*** Material provided Section Begins ***

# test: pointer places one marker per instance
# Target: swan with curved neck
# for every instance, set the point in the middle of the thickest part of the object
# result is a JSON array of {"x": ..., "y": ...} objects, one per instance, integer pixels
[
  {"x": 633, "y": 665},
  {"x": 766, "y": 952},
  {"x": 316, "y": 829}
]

*** Material provided Section Ends ***

The task:
Your answer should be the records above, set down exactly.

Written solution:
# test: pointer places one marker per instance
# Target: swan with curved neck
# for every instance, set the point in the middle of the thickest part of the object
# result is a JSON array of {"x": ..., "y": ...} objects, one per instance, integer pixels
[
  {"x": 633, "y": 665},
  {"x": 766, "y": 952},
  {"x": 316, "y": 829}
]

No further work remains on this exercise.